Exercise description: From the first line of the records down to the one that holds "positive clicks: (42, 388)", transcribe each line exactly and add nothing.

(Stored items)

━━━━

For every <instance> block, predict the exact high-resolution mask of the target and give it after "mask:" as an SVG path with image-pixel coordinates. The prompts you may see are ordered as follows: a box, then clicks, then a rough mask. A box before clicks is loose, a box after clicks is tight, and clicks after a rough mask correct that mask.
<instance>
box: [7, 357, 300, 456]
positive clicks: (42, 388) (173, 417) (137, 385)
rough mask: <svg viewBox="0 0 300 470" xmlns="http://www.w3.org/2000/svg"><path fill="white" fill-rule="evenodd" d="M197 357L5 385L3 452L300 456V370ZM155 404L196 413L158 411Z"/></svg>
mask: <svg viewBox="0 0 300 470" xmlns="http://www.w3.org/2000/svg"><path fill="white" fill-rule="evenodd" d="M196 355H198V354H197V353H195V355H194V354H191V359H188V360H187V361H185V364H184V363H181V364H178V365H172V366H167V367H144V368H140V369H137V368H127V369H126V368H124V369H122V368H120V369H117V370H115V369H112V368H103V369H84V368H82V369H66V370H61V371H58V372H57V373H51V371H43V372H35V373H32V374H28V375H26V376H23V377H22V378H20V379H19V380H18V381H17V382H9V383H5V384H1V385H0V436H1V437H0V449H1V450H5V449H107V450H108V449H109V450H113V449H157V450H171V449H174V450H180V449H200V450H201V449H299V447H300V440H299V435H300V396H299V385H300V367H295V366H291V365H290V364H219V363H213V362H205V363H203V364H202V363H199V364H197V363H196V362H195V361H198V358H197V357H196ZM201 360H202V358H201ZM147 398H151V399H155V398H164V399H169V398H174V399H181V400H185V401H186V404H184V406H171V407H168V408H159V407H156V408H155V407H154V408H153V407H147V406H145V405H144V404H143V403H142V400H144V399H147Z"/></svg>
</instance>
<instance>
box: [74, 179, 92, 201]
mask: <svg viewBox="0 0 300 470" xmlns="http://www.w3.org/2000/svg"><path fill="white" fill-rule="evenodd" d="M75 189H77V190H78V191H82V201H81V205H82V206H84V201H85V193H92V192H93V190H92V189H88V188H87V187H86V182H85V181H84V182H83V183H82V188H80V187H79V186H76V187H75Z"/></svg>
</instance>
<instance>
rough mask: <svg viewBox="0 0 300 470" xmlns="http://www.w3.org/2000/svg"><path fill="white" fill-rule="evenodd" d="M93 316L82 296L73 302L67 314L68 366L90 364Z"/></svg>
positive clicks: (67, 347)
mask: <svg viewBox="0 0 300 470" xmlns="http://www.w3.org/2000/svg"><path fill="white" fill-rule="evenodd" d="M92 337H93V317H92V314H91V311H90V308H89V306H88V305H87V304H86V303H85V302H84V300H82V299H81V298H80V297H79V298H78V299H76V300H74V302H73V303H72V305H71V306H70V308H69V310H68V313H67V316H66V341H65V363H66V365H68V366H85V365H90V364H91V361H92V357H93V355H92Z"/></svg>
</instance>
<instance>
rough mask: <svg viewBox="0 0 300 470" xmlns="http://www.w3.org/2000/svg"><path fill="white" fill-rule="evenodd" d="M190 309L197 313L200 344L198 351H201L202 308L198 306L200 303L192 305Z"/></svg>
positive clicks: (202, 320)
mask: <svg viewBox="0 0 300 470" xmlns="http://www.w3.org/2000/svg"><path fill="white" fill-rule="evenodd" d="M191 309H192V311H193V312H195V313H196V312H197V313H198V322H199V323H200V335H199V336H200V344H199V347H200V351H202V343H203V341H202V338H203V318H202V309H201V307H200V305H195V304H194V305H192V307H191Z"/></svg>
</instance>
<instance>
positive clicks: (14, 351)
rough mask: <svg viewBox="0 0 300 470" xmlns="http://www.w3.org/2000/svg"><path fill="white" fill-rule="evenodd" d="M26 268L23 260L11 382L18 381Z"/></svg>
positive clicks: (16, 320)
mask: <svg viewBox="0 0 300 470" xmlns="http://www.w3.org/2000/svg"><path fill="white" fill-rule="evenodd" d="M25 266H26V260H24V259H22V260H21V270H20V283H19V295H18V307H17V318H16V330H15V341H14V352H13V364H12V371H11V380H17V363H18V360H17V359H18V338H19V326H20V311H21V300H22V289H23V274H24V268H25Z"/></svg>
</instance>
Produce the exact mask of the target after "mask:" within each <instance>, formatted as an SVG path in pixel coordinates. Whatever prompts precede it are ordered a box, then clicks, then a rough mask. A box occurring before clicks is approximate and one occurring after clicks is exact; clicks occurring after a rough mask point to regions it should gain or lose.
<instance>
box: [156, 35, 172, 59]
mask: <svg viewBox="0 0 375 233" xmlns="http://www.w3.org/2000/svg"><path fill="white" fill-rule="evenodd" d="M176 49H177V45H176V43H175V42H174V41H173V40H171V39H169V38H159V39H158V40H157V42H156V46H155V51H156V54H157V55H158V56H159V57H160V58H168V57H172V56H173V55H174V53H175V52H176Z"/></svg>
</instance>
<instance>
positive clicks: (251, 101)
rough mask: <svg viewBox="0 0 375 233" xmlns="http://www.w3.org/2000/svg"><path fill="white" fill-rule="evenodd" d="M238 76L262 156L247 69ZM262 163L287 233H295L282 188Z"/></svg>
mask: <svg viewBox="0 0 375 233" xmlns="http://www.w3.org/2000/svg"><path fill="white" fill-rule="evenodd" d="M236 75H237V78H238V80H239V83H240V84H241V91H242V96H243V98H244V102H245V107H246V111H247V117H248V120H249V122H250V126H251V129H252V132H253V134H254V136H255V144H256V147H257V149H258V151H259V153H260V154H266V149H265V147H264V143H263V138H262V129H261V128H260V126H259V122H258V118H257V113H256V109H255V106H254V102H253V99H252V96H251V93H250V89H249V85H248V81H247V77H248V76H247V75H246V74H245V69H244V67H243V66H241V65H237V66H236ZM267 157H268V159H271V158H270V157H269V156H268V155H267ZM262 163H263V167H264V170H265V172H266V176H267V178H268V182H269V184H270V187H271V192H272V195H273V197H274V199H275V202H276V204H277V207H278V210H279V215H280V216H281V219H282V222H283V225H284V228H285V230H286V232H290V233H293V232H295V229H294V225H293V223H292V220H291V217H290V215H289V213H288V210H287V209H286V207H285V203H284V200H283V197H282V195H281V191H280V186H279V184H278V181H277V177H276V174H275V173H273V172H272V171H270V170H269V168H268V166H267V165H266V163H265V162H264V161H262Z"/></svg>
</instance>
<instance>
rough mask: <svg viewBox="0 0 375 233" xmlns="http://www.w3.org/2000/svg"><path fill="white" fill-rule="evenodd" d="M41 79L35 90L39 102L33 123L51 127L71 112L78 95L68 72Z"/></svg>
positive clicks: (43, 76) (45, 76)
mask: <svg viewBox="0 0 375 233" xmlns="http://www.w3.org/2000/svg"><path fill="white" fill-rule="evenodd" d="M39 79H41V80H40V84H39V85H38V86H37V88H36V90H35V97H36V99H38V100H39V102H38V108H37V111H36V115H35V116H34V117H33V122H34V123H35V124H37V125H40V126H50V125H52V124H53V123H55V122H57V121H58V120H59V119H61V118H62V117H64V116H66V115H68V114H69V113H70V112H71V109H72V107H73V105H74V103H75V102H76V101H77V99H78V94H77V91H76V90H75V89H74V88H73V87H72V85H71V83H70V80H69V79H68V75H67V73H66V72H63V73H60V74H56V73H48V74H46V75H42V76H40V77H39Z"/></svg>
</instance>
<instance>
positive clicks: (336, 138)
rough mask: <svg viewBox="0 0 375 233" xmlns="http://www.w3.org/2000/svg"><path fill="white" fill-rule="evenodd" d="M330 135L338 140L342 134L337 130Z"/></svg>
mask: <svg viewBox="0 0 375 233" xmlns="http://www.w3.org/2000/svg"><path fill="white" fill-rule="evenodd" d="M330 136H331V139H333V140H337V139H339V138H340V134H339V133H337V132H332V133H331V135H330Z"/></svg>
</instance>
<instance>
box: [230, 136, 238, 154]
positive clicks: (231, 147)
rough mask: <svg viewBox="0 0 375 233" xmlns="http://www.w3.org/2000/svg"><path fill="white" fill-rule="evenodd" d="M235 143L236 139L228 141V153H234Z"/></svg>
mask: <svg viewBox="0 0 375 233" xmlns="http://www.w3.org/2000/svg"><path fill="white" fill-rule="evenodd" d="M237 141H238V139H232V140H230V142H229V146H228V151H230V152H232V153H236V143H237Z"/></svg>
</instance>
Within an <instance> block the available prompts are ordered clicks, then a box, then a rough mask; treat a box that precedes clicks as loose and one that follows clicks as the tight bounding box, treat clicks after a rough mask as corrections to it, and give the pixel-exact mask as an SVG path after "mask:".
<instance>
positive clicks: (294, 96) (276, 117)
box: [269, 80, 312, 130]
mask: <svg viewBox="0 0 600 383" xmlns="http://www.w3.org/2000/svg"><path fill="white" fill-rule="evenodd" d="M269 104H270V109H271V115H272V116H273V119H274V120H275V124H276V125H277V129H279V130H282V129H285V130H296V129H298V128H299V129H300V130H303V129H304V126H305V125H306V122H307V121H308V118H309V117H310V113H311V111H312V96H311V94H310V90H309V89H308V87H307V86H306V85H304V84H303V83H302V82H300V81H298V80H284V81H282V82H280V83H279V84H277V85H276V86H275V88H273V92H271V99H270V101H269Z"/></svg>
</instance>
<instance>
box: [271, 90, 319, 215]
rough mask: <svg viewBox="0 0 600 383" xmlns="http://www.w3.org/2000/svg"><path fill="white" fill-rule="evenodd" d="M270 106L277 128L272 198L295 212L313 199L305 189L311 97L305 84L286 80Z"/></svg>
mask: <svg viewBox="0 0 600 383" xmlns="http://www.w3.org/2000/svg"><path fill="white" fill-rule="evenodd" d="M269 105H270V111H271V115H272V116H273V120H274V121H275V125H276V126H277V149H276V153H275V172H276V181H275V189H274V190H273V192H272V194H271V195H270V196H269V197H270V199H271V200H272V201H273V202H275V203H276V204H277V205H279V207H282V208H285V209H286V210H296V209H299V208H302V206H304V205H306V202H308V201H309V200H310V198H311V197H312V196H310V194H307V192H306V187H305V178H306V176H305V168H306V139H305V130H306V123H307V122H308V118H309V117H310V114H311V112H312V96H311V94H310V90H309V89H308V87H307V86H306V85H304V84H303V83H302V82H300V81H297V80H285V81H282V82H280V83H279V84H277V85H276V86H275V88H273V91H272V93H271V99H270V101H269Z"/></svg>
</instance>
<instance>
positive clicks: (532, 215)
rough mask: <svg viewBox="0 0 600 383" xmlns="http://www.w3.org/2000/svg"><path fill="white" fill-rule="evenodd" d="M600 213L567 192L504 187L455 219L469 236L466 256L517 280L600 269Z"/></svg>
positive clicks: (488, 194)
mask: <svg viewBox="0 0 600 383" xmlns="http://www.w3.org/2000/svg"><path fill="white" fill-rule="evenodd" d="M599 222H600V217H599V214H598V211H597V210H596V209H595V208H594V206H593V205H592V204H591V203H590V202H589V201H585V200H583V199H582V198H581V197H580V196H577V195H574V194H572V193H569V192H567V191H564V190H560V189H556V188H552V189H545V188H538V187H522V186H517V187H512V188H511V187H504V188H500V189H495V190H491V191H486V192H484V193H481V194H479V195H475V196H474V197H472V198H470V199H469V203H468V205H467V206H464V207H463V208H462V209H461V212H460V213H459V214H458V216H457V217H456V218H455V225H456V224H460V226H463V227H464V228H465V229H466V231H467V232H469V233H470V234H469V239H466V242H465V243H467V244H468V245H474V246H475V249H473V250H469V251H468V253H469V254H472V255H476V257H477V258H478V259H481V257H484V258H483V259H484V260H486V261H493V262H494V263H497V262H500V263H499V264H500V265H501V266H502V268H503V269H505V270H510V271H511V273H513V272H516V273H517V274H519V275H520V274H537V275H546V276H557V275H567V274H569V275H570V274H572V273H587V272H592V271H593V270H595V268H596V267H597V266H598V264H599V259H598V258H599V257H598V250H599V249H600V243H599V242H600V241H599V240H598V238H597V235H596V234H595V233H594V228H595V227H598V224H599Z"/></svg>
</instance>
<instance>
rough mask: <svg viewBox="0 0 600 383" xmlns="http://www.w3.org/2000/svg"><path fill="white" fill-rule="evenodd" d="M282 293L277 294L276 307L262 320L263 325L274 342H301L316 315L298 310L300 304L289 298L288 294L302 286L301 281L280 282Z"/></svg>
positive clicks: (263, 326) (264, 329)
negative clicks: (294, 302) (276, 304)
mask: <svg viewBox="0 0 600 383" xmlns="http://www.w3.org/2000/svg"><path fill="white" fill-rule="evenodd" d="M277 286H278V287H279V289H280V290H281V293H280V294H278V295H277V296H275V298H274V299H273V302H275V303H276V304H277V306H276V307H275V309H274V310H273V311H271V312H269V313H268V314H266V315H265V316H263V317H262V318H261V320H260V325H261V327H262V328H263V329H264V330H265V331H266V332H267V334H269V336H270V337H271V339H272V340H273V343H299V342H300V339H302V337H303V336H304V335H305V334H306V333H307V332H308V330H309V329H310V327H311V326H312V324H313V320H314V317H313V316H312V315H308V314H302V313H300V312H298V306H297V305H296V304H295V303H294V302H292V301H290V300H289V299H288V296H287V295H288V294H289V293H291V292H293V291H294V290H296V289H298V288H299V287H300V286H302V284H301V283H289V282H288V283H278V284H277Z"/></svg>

━━━━

Response to this task:
For every <instance> block, predict the exact high-resolution mask of the target and give it after "mask:" as an SVG path with image-pixel coordinates. The prompts you may see are ordered as follows: a box, then clicks, then a rough mask. A box before clicks is loose, a box after clicks is tight, and clicks after a rough mask correct that mask.
<instance>
box: [7, 357, 300, 456]
positive clicks: (42, 388) (173, 417) (137, 385)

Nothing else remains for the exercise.